╭─ ФРАГМЕНТ ДОКУМЕНТА

Но поступил приказ на расформировку. Я оказался Москве, в резерве. Голодно, тыловая норма питания, ежедневно давали какое-то "малопонятное варево", про которое мы говорили - "крупинка за крупинкой гоняется с дубинкой". Просидел в этом резерве два месяца, и когда получил новое назначение, то был несказанно рад.
Г.К. - Куда отправили?
С.Г. - В Молотовскую область, на станцию Юг, где из моряков Тихоокеанского флота происходила формировка 58-ой мотострелковой бригады. По прибытию в эту часть, я попросил, чтобы меня направили в бригадную разведку, но мне сказали, что разведка уже полностью укомплектована, и меня назначили командиром роты обеспечения в мотострелковый батальон.
Г.К. - Расскажите подробнее, что это была за бригада?
С.Г. - Насколько я слышал, в тылу одновременно формировалось шесть или восемь таких мотострелковых бригад. Наша 58-я МСБр вошла в состав 2-го танкового корпуса, и впоследствии, стала 28-ой гвардейской мотострелковой бригадой 8-го гв. ТК. В бригаде три мотострелковых батальона, свой артиллерийский дивизион, отдельный минбат. На формировке командовал бригадой подполковник Свидра.

╰─
╭─ ИСХОДНЫЕ ЗАПИСИ

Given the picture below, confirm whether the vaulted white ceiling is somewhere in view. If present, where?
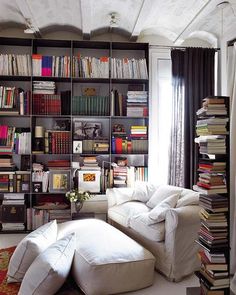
[0,0,236,44]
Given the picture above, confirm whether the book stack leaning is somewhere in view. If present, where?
[193,96,230,295]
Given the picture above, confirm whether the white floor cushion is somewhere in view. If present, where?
[58,219,155,295]
[130,213,165,242]
[7,220,57,283]
[18,233,75,295]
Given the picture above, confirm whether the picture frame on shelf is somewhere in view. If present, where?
[78,170,101,193]
[20,181,30,193]
[32,181,43,193]
[49,170,70,193]
[73,140,83,154]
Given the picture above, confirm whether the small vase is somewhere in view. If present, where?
[71,201,84,214]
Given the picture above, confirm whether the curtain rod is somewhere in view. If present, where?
[227,39,236,47]
[149,44,220,51]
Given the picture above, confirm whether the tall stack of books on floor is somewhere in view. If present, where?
[0,193,26,231]
[193,96,230,295]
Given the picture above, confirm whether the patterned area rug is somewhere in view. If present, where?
[0,247,84,295]
[0,247,20,295]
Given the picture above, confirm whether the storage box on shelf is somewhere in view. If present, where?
[0,38,149,232]
[193,96,230,294]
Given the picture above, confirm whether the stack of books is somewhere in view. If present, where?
[47,160,70,170]
[80,156,101,170]
[113,166,127,187]
[196,117,229,136]
[72,54,109,78]
[195,135,226,154]
[0,86,30,115]
[193,97,229,295]
[1,194,26,231]
[0,156,16,171]
[32,54,70,77]
[127,91,148,117]
[72,95,110,116]
[0,54,31,76]
[197,96,227,116]
[33,81,56,94]
[111,89,126,116]
[111,57,148,79]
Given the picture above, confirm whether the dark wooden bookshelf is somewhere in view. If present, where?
[0,37,149,234]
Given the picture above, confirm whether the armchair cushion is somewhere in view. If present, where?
[130,212,165,242]
[109,201,150,227]
[147,185,183,208]
[148,193,180,222]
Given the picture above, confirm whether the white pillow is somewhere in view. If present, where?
[147,185,183,208]
[113,187,134,205]
[18,233,75,295]
[148,194,180,222]
[7,220,57,283]
[132,181,158,203]
[176,191,199,208]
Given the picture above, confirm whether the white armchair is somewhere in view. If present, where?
[107,183,200,281]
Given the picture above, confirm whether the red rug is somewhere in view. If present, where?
[0,247,20,295]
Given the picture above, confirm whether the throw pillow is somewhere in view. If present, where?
[147,185,183,208]
[113,187,134,205]
[7,220,57,283]
[176,190,199,208]
[148,194,179,222]
[18,233,75,295]
[132,181,158,203]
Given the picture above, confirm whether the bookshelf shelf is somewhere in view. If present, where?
[0,75,31,81]
[0,38,149,233]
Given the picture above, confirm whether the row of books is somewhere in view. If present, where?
[0,54,31,76]
[0,125,31,155]
[33,94,61,115]
[44,130,71,154]
[72,54,109,78]
[0,171,30,193]
[32,54,71,77]
[111,136,148,154]
[0,86,31,115]
[0,54,148,79]
[193,97,230,295]
[111,57,148,79]
[72,95,110,116]
[127,91,148,117]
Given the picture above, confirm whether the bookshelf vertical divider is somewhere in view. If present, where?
[0,37,149,233]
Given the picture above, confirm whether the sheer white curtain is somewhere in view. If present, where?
[227,43,236,293]
[148,49,172,184]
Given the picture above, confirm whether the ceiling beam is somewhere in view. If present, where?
[173,0,218,45]
[130,0,153,41]
[80,0,92,40]
[16,0,42,38]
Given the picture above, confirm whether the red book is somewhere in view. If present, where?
[116,137,122,154]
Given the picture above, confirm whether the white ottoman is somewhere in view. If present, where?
[58,219,155,295]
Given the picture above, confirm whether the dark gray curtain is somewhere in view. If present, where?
[169,48,215,188]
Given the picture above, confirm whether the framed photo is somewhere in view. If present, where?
[32,181,43,193]
[73,140,83,154]
[74,121,102,139]
[21,181,30,193]
[49,170,70,193]
[78,170,101,193]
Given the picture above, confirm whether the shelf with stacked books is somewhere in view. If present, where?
[0,38,149,232]
[193,96,230,294]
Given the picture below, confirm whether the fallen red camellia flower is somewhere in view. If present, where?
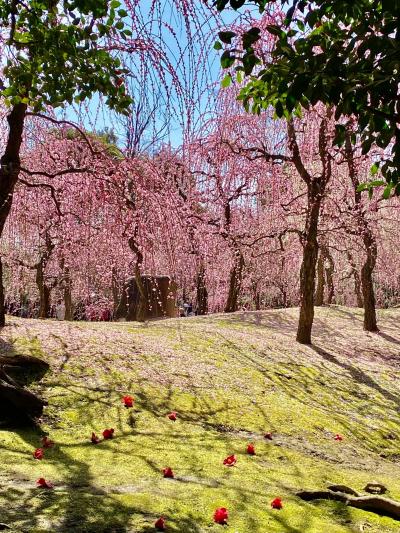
[214,507,228,524]
[224,455,237,466]
[90,432,100,444]
[36,477,53,489]
[247,444,256,455]
[154,516,165,531]
[103,428,114,440]
[42,437,54,448]
[33,448,44,459]
[271,498,283,509]
[163,466,175,479]
[121,396,134,408]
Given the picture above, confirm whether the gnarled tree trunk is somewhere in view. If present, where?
[361,231,379,332]
[0,104,27,326]
[196,263,208,315]
[288,113,332,344]
[345,124,379,332]
[296,182,321,344]
[315,250,325,307]
[225,250,244,313]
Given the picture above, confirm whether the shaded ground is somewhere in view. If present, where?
[0,307,400,533]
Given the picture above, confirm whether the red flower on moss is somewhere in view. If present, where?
[214,507,228,524]
[33,448,44,459]
[271,498,283,509]
[36,477,53,489]
[247,444,256,455]
[224,455,237,466]
[90,432,100,444]
[163,466,175,479]
[42,437,54,448]
[103,428,114,440]
[121,396,135,408]
[154,516,166,531]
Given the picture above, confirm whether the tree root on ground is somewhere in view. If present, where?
[296,482,400,520]
[0,355,49,425]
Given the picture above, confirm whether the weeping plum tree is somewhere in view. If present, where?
[0,0,131,325]
[0,0,131,424]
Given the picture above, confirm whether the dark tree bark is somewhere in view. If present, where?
[0,257,6,328]
[288,114,332,344]
[64,267,74,321]
[251,280,261,311]
[0,104,27,326]
[35,231,54,318]
[321,245,335,305]
[315,250,325,307]
[196,263,208,315]
[296,179,322,344]
[225,250,244,313]
[315,243,335,306]
[345,124,379,332]
[361,231,379,332]
[347,251,364,307]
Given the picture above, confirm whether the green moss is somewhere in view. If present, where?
[0,309,400,533]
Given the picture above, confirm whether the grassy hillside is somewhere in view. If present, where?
[0,307,400,533]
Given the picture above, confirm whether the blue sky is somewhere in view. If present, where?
[61,0,258,149]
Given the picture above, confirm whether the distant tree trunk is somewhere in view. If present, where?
[196,263,208,315]
[345,124,379,332]
[347,252,364,307]
[361,231,379,332]
[296,180,321,344]
[36,260,51,318]
[288,114,332,344]
[111,267,121,317]
[225,250,244,313]
[64,267,74,321]
[36,231,54,318]
[0,104,27,326]
[0,257,6,327]
[315,250,325,307]
[251,280,261,311]
[321,245,335,305]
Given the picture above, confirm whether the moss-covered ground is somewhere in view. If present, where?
[0,307,400,533]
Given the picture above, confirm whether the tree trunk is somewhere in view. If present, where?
[64,267,74,321]
[347,251,364,307]
[196,263,208,315]
[36,260,51,318]
[288,114,332,344]
[225,250,244,313]
[345,124,379,332]
[361,231,379,332]
[321,245,335,305]
[296,178,321,344]
[0,104,27,326]
[251,280,261,311]
[0,257,6,328]
[315,250,325,307]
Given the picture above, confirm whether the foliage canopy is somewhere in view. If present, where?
[214,0,400,196]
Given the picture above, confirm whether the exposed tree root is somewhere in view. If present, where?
[297,482,400,520]
[0,355,49,425]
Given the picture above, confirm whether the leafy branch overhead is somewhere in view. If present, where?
[0,0,131,112]
[214,0,400,196]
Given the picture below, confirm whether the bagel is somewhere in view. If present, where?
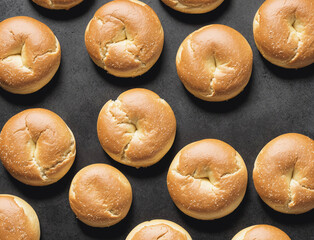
[0,17,61,94]
[253,0,314,68]
[97,88,176,168]
[176,24,253,102]
[85,0,164,77]
[253,133,314,214]
[0,108,76,186]
[167,139,247,220]
[69,164,132,227]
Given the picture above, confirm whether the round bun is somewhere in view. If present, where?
[69,164,132,227]
[0,17,61,94]
[85,0,164,77]
[167,139,247,220]
[253,133,314,214]
[97,88,176,168]
[161,0,224,14]
[126,219,192,240]
[0,108,76,186]
[176,24,253,102]
[232,225,291,240]
[0,194,40,240]
[253,0,314,68]
[32,0,83,10]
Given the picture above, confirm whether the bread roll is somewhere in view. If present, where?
[167,139,247,220]
[0,108,76,186]
[176,24,253,102]
[253,0,314,68]
[0,194,40,240]
[69,164,132,227]
[0,17,61,94]
[162,0,224,14]
[126,219,192,240]
[232,225,291,240]
[253,133,314,214]
[85,0,164,77]
[97,88,176,168]
[32,0,83,10]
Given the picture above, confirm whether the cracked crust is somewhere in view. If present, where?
[0,109,76,186]
[253,133,314,214]
[0,17,61,94]
[232,225,291,240]
[126,219,192,240]
[253,0,314,68]
[97,89,176,168]
[85,0,164,77]
[167,139,247,220]
[32,0,83,10]
[162,0,224,14]
[0,194,40,240]
[176,24,253,102]
[69,164,132,227]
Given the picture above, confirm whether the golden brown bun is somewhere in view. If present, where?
[253,133,314,214]
[85,0,164,77]
[126,219,192,240]
[232,225,291,240]
[32,0,83,10]
[167,139,247,220]
[69,164,132,227]
[253,0,314,68]
[97,88,176,168]
[0,108,76,186]
[161,0,224,14]
[0,194,40,240]
[176,24,253,102]
[0,17,61,94]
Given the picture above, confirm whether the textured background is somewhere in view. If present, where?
[0,0,314,240]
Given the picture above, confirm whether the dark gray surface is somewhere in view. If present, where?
[0,0,314,240]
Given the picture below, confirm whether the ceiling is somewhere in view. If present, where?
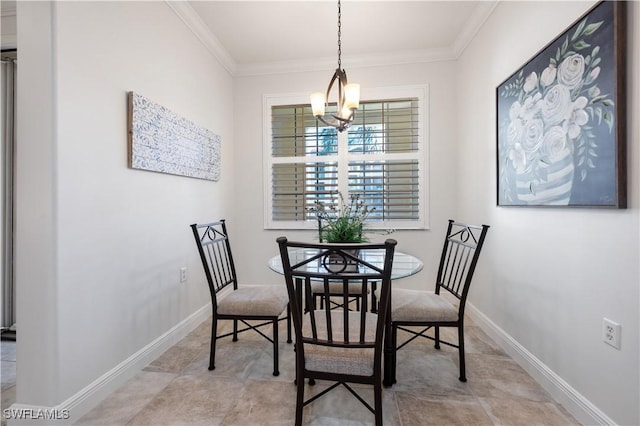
[0,0,497,75]
[176,0,496,75]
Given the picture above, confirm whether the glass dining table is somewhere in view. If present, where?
[268,249,424,386]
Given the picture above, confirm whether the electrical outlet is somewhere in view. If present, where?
[602,318,622,349]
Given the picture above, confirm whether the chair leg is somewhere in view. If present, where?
[296,370,304,426]
[391,325,398,383]
[209,314,218,370]
[373,380,382,426]
[382,323,396,388]
[273,318,280,376]
[287,304,292,343]
[458,326,467,382]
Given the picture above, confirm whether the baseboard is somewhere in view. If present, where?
[467,303,615,425]
[2,303,211,426]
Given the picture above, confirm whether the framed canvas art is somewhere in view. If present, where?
[496,1,626,208]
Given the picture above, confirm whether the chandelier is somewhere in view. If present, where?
[311,0,360,132]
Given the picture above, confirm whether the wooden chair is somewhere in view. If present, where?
[191,220,291,376]
[384,220,489,386]
[277,237,396,425]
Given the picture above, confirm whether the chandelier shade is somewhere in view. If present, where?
[311,0,360,132]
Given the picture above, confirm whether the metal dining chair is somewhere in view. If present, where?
[384,220,489,386]
[191,219,291,376]
[277,237,396,425]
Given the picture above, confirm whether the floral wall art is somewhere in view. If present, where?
[496,1,626,208]
[128,92,221,180]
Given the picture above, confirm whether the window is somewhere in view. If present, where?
[264,86,428,229]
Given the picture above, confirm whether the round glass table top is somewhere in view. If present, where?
[269,249,423,280]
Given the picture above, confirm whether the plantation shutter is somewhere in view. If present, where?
[267,92,426,228]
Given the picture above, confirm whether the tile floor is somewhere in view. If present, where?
[65,321,578,426]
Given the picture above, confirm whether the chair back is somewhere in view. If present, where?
[436,220,489,312]
[277,237,397,376]
[191,219,238,306]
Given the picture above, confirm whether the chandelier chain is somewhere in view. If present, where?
[338,0,342,69]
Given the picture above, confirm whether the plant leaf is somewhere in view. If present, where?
[582,21,604,35]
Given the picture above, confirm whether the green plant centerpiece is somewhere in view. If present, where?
[309,192,375,243]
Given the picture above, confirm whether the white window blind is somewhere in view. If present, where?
[265,87,427,229]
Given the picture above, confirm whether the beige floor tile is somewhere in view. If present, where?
[396,392,493,426]
[72,312,578,426]
[302,381,400,425]
[222,380,296,426]
[127,375,244,426]
[467,354,552,402]
[74,371,176,426]
[479,398,578,426]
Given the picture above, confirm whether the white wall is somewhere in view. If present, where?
[456,2,640,424]
[230,60,462,288]
[16,2,234,414]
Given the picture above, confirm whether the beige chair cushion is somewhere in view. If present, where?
[218,285,289,316]
[311,281,369,295]
[303,309,378,376]
[391,288,458,322]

╰─

* СПИСОК ЗАДАЧ:
**1)** Перечислите все воинские соединения, которые во фрагменте интервью обозначены номером.
**2)** Верните без изменений отрывок фрагмента интервью от слов "Г.К. - Расскажите" до слов "бригадой подполковник Свидра." включительно.
Записи для выполнения заданий не понадобятся.

* РЕЗУЛЬТАТЫ ПО ЗАДАНИЯМ:
**1)**
58-я мотострелковая бригада (58-я МСБр)
2-й танковый корпус
28-я гвардейская мотострелковая бригада
8-й гв. ТК

**2)**
Г.К. - Расскажите подробнее, что это была за бригада?
С.Г. - Насколько я слышал, в тылу одновременно формировалось шесть или восемь таких мотострелковых бригад. Наша 58-я МСБр вошла в состав 2-го танкового корпуса, и впоследствии, стала 28-ой гвардейской мотострелковой бригадой 8-го гв. ТК. В бригаде три мотострелковых батальона, свой артиллерийский дивизион, отдельный минбат. На формировке командовал бригадой подполковник Свидра.